_GIVEN INSTRUCTION_:
Copy out all of the items below, substituting "closely surrounds" for every occurrence of "tightly encloses" and leaving everything else unchanged. Omit the pictures.
● ● ● ● ●
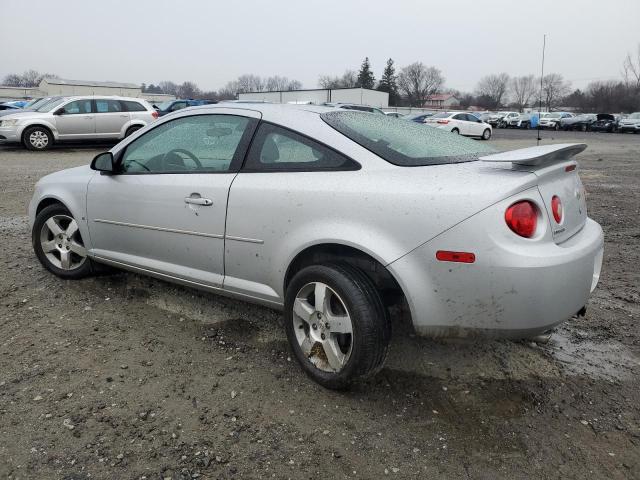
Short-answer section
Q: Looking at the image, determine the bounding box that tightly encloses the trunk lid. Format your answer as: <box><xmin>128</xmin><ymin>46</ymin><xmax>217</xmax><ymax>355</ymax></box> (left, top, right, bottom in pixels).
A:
<box><xmin>480</xmin><ymin>144</ymin><xmax>587</xmax><ymax>243</ymax></box>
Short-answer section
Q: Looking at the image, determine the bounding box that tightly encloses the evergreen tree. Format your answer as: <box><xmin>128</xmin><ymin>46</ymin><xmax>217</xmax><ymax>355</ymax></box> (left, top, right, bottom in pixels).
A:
<box><xmin>356</xmin><ymin>57</ymin><xmax>376</xmax><ymax>88</ymax></box>
<box><xmin>378</xmin><ymin>58</ymin><xmax>399</xmax><ymax>106</ymax></box>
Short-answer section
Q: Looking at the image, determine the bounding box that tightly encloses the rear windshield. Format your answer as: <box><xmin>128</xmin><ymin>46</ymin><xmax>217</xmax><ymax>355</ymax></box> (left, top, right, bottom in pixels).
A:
<box><xmin>320</xmin><ymin>111</ymin><xmax>495</xmax><ymax>167</ymax></box>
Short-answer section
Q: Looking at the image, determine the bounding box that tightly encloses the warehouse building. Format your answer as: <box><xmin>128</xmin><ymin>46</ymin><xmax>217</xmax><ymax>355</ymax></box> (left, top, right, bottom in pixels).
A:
<box><xmin>238</xmin><ymin>88</ymin><xmax>389</xmax><ymax>108</ymax></box>
<box><xmin>0</xmin><ymin>78</ymin><xmax>175</xmax><ymax>102</ymax></box>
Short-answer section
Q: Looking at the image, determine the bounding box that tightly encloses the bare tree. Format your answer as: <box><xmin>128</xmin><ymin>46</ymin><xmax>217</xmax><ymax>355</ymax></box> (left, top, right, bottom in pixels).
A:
● ● ● ● ●
_RESULT OF THIS TASK_:
Short-answer section
Q: Looking at the image, determine the bounding box that closely surrounds the trunk lid. Format your answer as: <box><xmin>128</xmin><ymin>46</ymin><xmax>217</xmax><ymax>355</ymax></box> (left, top, right, bottom in pixels).
A:
<box><xmin>480</xmin><ymin>144</ymin><xmax>587</xmax><ymax>243</ymax></box>
Short-answer section
Q: Looking at the image, determine the bounding box that closely surrounds the evergreen tree. Format your answer as: <box><xmin>128</xmin><ymin>46</ymin><xmax>217</xmax><ymax>355</ymax></box> (left, top, right, bottom in pixels).
A:
<box><xmin>356</xmin><ymin>57</ymin><xmax>376</xmax><ymax>88</ymax></box>
<box><xmin>378</xmin><ymin>58</ymin><xmax>399</xmax><ymax>106</ymax></box>
Short-answer section
Q: Looking at the image, determine the bounding box that closely surrounds the rear windshield. Format your answer as: <box><xmin>128</xmin><ymin>46</ymin><xmax>217</xmax><ymax>355</ymax></box> (left, top, right, bottom in pixels).
A:
<box><xmin>320</xmin><ymin>111</ymin><xmax>495</xmax><ymax>167</ymax></box>
Short-answer section
Q: Looking at the image, determine the bounding box that closely surrounds the warehouse building. Format your answer as: <box><xmin>128</xmin><ymin>46</ymin><xmax>217</xmax><ymax>355</ymax></box> (left, top, right, bottom in pixels).
A:
<box><xmin>238</xmin><ymin>88</ymin><xmax>389</xmax><ymax>108</ymax></box>
<box><xmin>0</xmin><ymin>78</ymin><xmax>175</xmax><ymax>102</ymax></box>
Short-answer section
Q: Looking at the image, determine the bounding box that closely surrounds the bare tree. Format your answer as: <box><xmin>128</xmin><ymin>46</ymin><xmax>217</xmax><ymax>355</ymax></box> (left, top, right, bottom in pixels).
A:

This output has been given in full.